RECORDED DATA:
------------------------
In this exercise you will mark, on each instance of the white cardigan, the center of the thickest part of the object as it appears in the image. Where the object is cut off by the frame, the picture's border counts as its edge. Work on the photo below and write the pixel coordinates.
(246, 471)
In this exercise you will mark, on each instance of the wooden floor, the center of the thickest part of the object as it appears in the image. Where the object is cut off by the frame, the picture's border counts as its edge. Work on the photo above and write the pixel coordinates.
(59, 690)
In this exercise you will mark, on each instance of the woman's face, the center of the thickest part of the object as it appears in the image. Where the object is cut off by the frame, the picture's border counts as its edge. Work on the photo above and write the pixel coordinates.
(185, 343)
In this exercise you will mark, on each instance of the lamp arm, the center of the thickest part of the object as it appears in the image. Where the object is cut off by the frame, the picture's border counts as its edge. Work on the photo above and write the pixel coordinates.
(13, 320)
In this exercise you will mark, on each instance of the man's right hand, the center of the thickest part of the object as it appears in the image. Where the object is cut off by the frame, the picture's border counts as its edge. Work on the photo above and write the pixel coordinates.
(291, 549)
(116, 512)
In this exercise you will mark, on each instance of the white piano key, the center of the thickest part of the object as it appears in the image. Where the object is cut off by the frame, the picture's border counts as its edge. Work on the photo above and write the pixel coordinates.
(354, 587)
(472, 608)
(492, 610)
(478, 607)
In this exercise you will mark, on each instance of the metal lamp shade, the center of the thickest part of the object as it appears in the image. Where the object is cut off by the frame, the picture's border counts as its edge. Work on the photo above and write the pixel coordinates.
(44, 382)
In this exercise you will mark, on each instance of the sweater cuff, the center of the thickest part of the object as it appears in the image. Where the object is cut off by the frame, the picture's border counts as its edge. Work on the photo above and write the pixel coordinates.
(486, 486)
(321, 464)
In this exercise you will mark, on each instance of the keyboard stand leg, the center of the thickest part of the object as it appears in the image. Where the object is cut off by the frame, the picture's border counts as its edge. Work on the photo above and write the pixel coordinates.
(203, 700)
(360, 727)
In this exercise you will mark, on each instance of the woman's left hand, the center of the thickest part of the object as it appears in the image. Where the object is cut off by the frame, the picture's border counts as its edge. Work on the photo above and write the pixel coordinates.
------------------------
WHAT YOU ARE ASKED TO DO: Each record must be reproduced exactly, with nothing missing.

EXERCISE SOLUTION:
In this exercise you will mark, on each instance of the white cardigan, the center of the thickest part of the object as it appears in the image. Where the object is cut off by the frame, the picture's border counts as its edge. Work on the photo below and write the pixel coordinates.
(246, 471)
In this exercise you will mark, on each instance of the wooden floor, the center of the thickest part of the object as it appears in the image. Where the object is cut off by the frame, the picture's border counts as its edge. Work on the photo above and write the pixel coordinates.
(59, 690)
In this exercise you will mark, on each instance of the woman's face, the center of the thickest part of the object as it appears in the image. Where the object is cut off by the frame, the picture's border counts as its edge. Work on the photo above and write the pixel coordinates.
(185, 343)
In this exercise you will mark, on each instance of the lamp arm, the center of the thickest part of the object as it appears in the image. Where the object is cut off by the frame, the picture's border counts as its edge. Work on the photo above and write the pixel coordinates.
(13, 320)
In this exercise you will mark, on each instance of the man's right hand, the center of the thickest part of the object as it appears in the image. Where the object is cut off by the frame, the picture's border counts as its edge. Work on the photo above and write the pixel coordinates.
(291, 549)
(116, 512)
In this exercise you will mark, on each instance of the white piano key, the center of the thickest part of the object as it appears in the image. Where the object is cut off by the frame, the picture's border counts as its edge. Work on the photo above and write the pixel coordinates.
(354, 587)
(472, 608)
(492, 610)
(478, 607)
In this exercise you will mark, on each instance of the metal lamp shade, the center of the thickest part of the object as it appears in the image. Where the object is cut off by the frame, the picture's border counts as its edge. Work on the photo above and write the pixel coordinates.
(44, 382)
In this exercise you will mark, on each instance of the sweater cuff, the center of the thickest part of the object as it appears in the image. Where the object is cut off by the frame, the picture's border counts as its edge. Work on the photo above and write the pixel coordinates.
(486, 486)
(321, 464)
In this exercise you will mark, on each instance of the keyboard stand leg, the center of the thickest part of the object as it appears in the image. Where the object is cut off by the frame, the picture's border counts as its edge. Work on the photo above and write the pixel coordinates.
(203, 700)
(360, 727)
In this exercise you will mark, on each instance of the woman's left hand, the center of the thickest part of the object as it appears in the image. Where the object is cut off by the frame, the picture's border counts as its edge. Work on the photo above and write the pixel coordinates.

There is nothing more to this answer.